Study material Start Marker
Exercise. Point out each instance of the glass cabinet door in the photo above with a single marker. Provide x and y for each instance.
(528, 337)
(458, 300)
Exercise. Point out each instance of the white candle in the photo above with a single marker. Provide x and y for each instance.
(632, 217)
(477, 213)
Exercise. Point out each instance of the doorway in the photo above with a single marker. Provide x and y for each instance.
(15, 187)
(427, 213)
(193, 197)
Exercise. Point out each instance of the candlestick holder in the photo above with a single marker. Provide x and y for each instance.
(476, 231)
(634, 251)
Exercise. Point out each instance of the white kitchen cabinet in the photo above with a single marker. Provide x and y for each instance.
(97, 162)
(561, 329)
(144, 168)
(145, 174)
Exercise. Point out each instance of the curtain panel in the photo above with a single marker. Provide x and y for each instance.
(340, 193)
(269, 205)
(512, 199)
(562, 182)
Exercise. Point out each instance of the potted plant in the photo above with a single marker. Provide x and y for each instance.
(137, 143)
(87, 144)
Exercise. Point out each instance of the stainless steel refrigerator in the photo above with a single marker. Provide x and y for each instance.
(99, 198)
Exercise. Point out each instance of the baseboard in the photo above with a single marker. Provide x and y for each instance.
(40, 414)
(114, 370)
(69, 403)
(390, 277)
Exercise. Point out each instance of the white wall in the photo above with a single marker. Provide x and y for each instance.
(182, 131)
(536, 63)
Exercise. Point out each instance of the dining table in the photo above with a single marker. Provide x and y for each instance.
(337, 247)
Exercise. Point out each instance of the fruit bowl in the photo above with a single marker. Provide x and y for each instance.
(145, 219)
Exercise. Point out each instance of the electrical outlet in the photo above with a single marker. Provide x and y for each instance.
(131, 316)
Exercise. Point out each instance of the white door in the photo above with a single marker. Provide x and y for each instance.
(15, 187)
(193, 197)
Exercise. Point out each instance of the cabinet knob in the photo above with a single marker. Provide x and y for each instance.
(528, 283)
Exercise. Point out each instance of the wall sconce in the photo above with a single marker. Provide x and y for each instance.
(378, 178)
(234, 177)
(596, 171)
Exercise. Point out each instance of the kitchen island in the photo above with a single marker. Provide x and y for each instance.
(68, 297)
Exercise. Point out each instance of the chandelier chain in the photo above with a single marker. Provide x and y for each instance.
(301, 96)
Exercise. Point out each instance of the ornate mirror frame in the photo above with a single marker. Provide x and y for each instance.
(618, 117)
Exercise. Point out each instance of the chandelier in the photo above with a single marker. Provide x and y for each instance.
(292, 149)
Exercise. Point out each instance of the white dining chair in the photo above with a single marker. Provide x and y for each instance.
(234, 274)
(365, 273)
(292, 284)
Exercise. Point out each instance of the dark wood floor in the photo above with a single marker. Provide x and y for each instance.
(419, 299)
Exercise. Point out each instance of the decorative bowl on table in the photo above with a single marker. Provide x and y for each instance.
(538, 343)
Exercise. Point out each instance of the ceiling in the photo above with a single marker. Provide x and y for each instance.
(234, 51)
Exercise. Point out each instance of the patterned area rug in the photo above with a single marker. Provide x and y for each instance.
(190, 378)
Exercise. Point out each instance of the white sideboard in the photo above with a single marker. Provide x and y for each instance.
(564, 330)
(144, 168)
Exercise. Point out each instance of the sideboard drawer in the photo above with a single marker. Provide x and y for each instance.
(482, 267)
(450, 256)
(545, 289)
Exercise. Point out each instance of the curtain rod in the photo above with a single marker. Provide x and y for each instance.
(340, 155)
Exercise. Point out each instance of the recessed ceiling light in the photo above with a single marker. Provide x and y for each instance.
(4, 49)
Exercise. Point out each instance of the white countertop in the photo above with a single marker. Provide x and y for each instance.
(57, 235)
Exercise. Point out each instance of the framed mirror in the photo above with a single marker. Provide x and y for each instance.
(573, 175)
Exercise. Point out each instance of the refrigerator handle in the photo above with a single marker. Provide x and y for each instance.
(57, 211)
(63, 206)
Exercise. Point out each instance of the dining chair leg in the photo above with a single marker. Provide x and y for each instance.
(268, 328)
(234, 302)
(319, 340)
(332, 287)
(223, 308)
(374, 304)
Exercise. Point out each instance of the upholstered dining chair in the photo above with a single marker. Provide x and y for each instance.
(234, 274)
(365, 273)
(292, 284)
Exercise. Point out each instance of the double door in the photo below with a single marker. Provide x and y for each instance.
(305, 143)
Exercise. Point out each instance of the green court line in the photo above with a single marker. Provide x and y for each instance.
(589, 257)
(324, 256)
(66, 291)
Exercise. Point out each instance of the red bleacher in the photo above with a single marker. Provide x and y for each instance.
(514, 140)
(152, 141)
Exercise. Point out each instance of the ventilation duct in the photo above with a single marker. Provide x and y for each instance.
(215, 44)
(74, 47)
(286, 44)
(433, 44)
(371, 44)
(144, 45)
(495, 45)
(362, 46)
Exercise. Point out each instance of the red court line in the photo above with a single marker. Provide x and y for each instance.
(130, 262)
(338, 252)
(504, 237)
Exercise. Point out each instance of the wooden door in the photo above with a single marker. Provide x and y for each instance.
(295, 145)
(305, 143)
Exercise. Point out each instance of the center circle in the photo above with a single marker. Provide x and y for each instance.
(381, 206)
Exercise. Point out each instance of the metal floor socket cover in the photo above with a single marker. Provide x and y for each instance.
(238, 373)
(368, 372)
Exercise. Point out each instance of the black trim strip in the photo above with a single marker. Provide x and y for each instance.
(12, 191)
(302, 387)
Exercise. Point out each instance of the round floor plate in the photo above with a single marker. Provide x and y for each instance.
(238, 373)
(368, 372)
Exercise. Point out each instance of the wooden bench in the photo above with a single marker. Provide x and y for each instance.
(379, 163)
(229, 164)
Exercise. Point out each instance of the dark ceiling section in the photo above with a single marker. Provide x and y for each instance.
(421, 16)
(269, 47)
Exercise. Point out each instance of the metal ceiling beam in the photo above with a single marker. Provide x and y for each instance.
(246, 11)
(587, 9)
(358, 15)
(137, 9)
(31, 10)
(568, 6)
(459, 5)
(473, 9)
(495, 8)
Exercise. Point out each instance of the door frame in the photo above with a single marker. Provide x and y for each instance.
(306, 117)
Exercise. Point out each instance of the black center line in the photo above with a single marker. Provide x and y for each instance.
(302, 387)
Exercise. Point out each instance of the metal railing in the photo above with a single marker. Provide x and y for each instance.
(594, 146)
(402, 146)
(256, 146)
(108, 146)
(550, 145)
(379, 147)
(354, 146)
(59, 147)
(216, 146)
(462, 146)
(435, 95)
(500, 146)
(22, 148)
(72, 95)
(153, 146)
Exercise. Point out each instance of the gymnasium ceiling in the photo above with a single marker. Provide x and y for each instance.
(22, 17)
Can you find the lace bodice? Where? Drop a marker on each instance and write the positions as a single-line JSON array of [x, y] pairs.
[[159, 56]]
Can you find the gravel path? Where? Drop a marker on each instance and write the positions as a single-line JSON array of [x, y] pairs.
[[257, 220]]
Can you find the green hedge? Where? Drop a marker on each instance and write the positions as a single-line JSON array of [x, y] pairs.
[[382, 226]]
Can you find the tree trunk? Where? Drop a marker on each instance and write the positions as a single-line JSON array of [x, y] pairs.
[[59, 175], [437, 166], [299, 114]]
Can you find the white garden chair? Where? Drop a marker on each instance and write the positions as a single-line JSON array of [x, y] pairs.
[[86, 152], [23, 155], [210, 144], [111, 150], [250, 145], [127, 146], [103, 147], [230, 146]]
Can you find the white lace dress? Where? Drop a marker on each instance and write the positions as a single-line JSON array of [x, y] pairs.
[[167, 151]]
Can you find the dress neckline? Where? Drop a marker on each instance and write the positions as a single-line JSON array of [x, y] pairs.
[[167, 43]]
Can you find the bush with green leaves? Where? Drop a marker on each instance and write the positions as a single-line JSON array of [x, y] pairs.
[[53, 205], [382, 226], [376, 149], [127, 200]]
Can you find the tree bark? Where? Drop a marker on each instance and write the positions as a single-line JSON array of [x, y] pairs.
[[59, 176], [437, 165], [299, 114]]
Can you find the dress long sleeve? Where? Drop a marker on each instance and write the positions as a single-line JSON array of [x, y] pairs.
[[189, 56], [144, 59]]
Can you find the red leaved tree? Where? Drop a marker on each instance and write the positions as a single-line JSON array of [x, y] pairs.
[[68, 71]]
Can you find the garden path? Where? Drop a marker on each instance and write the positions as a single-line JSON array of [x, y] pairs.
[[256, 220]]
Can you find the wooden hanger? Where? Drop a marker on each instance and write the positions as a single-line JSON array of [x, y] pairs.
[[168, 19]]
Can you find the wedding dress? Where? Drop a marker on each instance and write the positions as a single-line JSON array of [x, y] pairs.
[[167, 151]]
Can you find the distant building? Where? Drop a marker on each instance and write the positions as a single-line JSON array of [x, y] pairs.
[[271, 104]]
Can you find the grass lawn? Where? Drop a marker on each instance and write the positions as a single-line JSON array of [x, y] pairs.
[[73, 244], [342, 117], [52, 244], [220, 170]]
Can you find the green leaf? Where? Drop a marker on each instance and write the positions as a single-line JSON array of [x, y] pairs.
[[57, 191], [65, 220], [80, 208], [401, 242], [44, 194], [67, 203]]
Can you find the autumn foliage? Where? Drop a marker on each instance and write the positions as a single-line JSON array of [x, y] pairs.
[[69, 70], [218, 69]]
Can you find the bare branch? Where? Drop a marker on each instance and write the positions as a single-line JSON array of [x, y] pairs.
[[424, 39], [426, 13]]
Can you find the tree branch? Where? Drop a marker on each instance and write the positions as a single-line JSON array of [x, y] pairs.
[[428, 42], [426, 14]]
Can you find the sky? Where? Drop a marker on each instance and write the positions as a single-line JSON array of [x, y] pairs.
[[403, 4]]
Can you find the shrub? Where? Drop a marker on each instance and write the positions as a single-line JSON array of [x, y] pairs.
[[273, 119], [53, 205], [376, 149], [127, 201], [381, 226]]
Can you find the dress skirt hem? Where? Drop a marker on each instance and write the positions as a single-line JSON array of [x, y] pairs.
Study material End Marker
# [Problem to solve]
Begin with the line containing "Can you find the autumn" and retype it and each line after it through the end of the records, keeping them exact and including nothing more.

# [Exercise answer]
Can you find the autumn foliage? Where? Drop a marker on each instance and write the positions as a single-line JSON array of [x, y] pairs.
[[69, 70], [218, 69]]
Can you find the bare branch? Where? Drop a marker on each instance and write the positions as a single-line JSON array of [x, y] pairs.
[[424, 39], [426, 13]]
Can you find the tree branch? Where? Drop a marker on each instance and write the positions as a single-line JSON array of [x, y] pairs.
[[428, 42], [426, 14]]
Can you find the sky? Where? Drop a marker on each instance and write the positions as a single-line JSON array of [x, y] pairs.
[[403, 4]]
Can you find the shrub? Where? Drop a marker on each instance and write the positions as a single-line JSON array of [x, y] pairs.
[[273, 119], [53, 205], [376, 149], [127, 201], [381, 226]]
Can you find the dress skirt hem? Where? Drop a marker on each instance and write the positions as a single-line JSON array of [x, y] pairs.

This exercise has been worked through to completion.